**Gösterilen Metin:**
______
20 Haziran 2016 Pazartesi


İNSANLIK DURUMU



    Size birinden bahsedeceğim bu yazımda. Daha doğrusu o size kendisini anlatacak. Hayır, yanlış anlamanızı istemem, resimdeki adamın yarattığı karakteri tam anlamıyla özümsemeniz mümkün değil burada yazılanları okuyarak, sadece bir fikir sahibi olacaksınız Clappique hakkında. Dilerseniz sözü kendisine verelim ki, kim olduğunu, hayat görüşünü, fikirlerini ve arzularını sizinle paylaşabilsin!
    "Acınacak bir durum yavrucuğum, acınacak bir durum! Bakın bana. Yüzümü görüyor musunuz? İşte yirmi yıllık kalıtımsal hayal gücü insanı ne hale getiriyor görün. Bence frengiye benziyorum. -Tek laf istemem!
    Bir de kumarbazın duygularını kazanç umudu ayağa kaldırır derler, ne ilginç! İnsanlar eskrim şampiyonu olmak için düello yapar demek gibi bir şey bu da...
    Tek laf yok!.. Çok dikkat çekici azizim, çok dikkat çekici! Terbiyeli bir hayalet gibi çekip gitti. Biliyor musunuz, genç hayaletler çok terbiyesiz ve yaşlılar onlara insanları korkutmayı öğretemiyor, çünkü söz konusu gençler hiçbir dil bilmiyor. Yalnız 'zip zip' demeyi öğrenmişler.
    Hayatın içine sanatın araçlarını sokmak gerek dostum, hayır, hayatı sanata dönüştürmek için değil, Tanrı aşkına, hayır! Onu daha fazla hayat haline getirmek için! Tek laf istemem!
    Büyücü olmak, halifeye tek boynuzlu at göndermek isterdim, -tek boynuzlu at diyorum size- sarayın içinde beliriverirdi gümüş rengindeki tek boynuzlu ve haykırırdı: Şunu bil ki halife, hasekin aldatıyor seni! Tek laf istemem! Bende bu burunla muhteşem bir tek boynuzlu at olurdum! Ama tabi gerçek olmazdı bu. Denilebilir ki, insanın bir başkasının gözünde kendisininkinden farklı bir hayatı yaşamasının ne denli tadına doyulmaz bir şey olduğunu kimse bilemez, özellikle de bir kadının gözünde.
    Yarından sonra da eğer yağmur yağmış olursa, burası yine böyle kokacak ve ben belki de ölmüş olacağım... Ölmüş mü? Neler diyorum ben böyle? Çılgınlık bu! Tek laf istemem. Ben ölümsüzüm.
    Yakında... Hayır. Belki. Hoşçakalın azizim. Şanghay'ın var olmayan tek adamı -tek laf istemem; kesinlikle var olmayan tek adamı!- sizi selamlıyor. Baron de Clappique yok, hiç var olmadı."
   


                                -Andre Malraux, İnsanlık durumu-   
                                                                                          

15 Haziran 2016 Çarşamba

YABANCILAŞTIRILMAK


    Hepimizin az çok duyduğu, üzerine kafa yorduğu kelimelerdir; batılılaşmak, devrim, yabancılaşma. Fakat birçoğumuz hala gelişmeyi, çağdaş uygarlık düzeyine ulaşmayı batının kopyacılığı olarak görmekte. Bunun ne kadar doğru ne kadar yanlış olduğunu yorumlarınıza bırakıyorum. Bakılım 'Hangi Edebiyat' adlı kitabında bu konu hakkında Attila İlhan ne demiş!
______
**Görevler:**
1. Yukarıdaki metinde hepimizin az çok duyduğu ve üzerine kafa yorduğu söylenen kelimeleri lütfen sıralayın.
2. Yukarıdaki metinden "İNSANLIK DURUMU" sözleriyle başlayıp "-Tek laf istemem!" sözleriyle biten bölümü aynen yazın.

**Sağlanan Bilgiler:**
______
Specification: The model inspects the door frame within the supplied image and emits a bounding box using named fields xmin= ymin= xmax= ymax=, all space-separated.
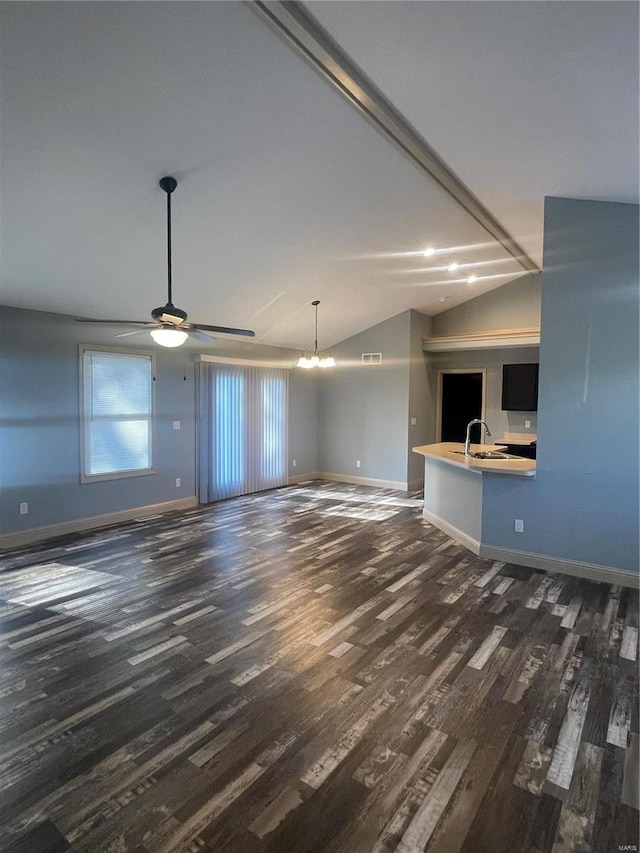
______
**Görev Yanıtları:**
1. batılılaşmak, devrim, yabancılaşma

2.
İNSANLIK DURUMU



    Size birinden bahsedeceğim bu yazımda. Daha doğrusu o size kendisini anlatacak. Hayır, yanlış anlamanızı istemem, resimdeki adamın yarattığı karakteri tam anlamıyla özümsemeniz mümkün değil burada yazılanları okuyarak, sadece bir fikir sahibi olacaksınız Clappique hakkında. Dilerseniz sözü kendisine verelim ki, kim olduğunu, hayat görüşünü, fikirlerini ve arzularını sizinle paylaşabilsin!
    "Acınacak bir durum yavrucuğum, acınacak bir durum! Bakın bana. Yüzümü görüyor musunuz? İşte yirmi yıllık kalıtımsal hayal gücü insanı ne hale getiriyor görün. Bence frengiye benziyorum. -Tek laf istemem!